-- BEGIN Page text --

Well, if you're lucky enough to have a 3000, you can always settle for a
VGA monitor...it'll work.  But if you've also got an AGA machine (and I
have a CD32) you want something a bit more friendly...on the other hand, if
you're a 24-bit board user, you may want something with a bit more range to
it anyway.

Electrohome came up with a monitor to solve this problem, and CEI
commissioned their own line of them.  (Well, it's just CEI's sticker on an
Electrohome monitor, but the outcome is the same.) Enter the A1962.

In essence, it's intended to be a direct 1960 replacement.  It offers the
all-important 15khz range, and will scan up to some of the more impressive
modes (which, for lack of a 24-bit board in my current arsenal, I'm unable
to test.)

So, what's to say?  Picture quality is crisper than I'm used to on the
1950, although I found that I had to play with the contrast and brightness
a bit to get away from the "default" settings, which strike me as far too
dark.  Scan-changes snap very quickly and with an audible click from the
monitor.  HAM8 pictures look lovely, and regular operation is comfortable
to look at.

I was a bit disoriented at first by the monitor, as its tube curvature
seems more extreme than the 1950, but it actually seems to have less glare.

-- END Page text --

- _The exercise_:
Continue the A1962 monitor review from its last sentence.

-- BEGIN Data section --

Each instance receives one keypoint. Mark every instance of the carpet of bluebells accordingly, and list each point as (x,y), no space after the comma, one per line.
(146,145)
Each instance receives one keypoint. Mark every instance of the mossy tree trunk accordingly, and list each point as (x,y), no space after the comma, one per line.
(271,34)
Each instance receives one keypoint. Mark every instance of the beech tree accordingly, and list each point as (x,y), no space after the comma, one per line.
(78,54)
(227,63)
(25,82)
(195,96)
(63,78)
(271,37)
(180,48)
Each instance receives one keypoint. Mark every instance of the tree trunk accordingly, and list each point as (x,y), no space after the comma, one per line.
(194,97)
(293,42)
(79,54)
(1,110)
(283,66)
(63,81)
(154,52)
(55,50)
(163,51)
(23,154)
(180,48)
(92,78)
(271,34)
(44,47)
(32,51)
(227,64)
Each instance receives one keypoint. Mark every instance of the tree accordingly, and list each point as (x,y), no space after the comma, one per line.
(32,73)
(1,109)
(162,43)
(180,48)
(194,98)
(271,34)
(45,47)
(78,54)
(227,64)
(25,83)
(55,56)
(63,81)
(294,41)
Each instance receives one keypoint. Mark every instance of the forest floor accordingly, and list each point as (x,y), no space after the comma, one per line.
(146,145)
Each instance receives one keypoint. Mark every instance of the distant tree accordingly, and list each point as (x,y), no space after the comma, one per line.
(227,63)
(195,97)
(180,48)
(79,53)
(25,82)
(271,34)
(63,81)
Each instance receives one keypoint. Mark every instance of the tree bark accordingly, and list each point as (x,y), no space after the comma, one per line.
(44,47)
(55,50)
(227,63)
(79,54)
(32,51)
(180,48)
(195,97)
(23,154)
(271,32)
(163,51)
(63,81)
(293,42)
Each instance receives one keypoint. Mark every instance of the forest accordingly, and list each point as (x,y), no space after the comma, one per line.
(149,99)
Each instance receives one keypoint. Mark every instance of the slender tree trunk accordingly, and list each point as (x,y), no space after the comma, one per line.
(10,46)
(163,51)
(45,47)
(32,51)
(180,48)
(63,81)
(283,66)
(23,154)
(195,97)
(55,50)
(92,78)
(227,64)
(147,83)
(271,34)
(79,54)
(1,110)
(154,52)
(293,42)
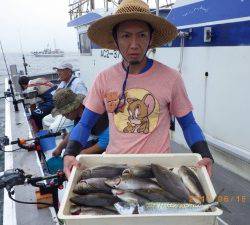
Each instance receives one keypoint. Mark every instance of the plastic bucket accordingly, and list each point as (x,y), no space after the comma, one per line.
(46,143)
(54,164)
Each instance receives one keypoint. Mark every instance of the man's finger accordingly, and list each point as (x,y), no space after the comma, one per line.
(67,172)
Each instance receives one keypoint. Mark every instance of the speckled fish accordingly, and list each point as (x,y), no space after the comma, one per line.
(157,195)
(94,199)
(131,183)
(129,197)
(165,208)
(108,171)
(142,171)
(192,183)
(95,211)
(91,185)
(170,182)
(83,210)
(125,208)
(75,209)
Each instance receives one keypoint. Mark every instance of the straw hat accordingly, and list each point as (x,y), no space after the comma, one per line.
(100,32)
(66,101)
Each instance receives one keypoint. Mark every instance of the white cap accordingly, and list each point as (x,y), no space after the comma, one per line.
(63,65)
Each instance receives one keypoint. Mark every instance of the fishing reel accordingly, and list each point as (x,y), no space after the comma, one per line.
(31,144)
(15,177)
(30,94)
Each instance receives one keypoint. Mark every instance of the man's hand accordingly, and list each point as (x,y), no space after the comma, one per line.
(208,163)
(57,151)
(69,161)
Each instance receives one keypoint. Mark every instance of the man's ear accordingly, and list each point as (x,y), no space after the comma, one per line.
(130,100)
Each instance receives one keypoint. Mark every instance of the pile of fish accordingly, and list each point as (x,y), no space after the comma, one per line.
(150,189)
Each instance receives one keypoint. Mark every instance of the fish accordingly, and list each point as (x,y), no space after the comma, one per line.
(125,208)
(94,199)
(131,183)
(129,197)
(192,183)
(91,185)
(83,210)
(170,182)
(167,207)
(95,211)
(75,209)
(157,195)
(108,171)
(142,171)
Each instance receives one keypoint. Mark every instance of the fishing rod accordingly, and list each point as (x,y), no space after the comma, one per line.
(15,102)
(24,61)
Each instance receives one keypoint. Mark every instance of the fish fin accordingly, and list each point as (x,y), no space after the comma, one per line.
(223,207)
(220,205)
(219,193)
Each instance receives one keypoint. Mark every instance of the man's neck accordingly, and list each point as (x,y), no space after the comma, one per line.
(80,111)
(137,68)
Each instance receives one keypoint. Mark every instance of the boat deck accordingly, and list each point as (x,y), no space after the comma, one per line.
(16,125)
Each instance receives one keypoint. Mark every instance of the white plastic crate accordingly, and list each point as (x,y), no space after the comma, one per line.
(166,160)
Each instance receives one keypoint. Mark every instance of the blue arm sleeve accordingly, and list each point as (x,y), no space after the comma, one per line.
(103,139)
(81,131)
(191,130)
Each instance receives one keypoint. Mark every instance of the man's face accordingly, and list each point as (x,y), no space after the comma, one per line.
(133,39)
(64,74)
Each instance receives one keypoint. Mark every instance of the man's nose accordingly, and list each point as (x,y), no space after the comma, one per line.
(134,42)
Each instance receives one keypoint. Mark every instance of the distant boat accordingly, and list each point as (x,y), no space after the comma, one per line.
(48,53)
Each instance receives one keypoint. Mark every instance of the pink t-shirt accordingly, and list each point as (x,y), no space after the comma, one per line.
(142,124)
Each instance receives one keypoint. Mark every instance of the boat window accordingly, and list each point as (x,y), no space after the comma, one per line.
(84,44)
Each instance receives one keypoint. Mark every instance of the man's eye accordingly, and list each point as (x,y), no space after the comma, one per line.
(143,35)
(125,36)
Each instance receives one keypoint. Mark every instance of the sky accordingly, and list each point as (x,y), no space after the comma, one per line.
(37,23)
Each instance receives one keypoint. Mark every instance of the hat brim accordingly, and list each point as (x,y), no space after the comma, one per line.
(70,107)
(100,32)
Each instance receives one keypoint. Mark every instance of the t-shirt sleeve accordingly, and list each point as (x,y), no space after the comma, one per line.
(95,98)
(180,104)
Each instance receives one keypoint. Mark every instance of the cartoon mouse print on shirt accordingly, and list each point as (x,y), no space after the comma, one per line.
(139,113)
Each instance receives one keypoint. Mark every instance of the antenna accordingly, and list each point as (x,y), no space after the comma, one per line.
(15,103)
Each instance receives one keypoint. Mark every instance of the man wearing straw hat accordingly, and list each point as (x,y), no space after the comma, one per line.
(139,94)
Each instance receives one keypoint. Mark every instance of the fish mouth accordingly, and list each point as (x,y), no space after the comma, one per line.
(118,192)
(114,182)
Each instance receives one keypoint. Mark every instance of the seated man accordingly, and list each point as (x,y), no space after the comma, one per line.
(68,80)
(45,106)
(23,82)
(70,105)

-- END Data section --

- _Result of this exercise_:
While vertical size and horizontal position knobs exist, there is no
vertical position or horizontal size, which is a bit upsetting.  (You would
think that if a 1950 has it, a newer, better monitor would...) The monitor
cable itself is somewhat shorter than the 1950's, which isn't a problem for
my 3000, but is a slight inconvenience for my CD32/SX-1, residing a few
feet away.  It still connects...barely.

Probably the weirdest thing about the monitor is that it comes, standard,
as a power lead designed to plug into the out-port on power supplies. 
Neat, but they don't include a cable if you happen to have, say, a 3000 and
don't have that beefy of a power supply, in which case you have to dig a
cable up...

The relatively few brands and numbers of monitors of this type have lead
them all to be rather expensive, and the A1962, which comes in around
US$500, is no exception.  If you've gotta have it, you've gotta have it,
but I'm also inclined to try to hang onto my fading 1950 for as long as I
can before dropping more money than it takes to buy two CD32s these days...

The upshot: A good monitor for the job it's intended for.  Shame about the
price, though, as with the rest of its kind these days.

Creative Equipment Int'l
5555 West Flagler St.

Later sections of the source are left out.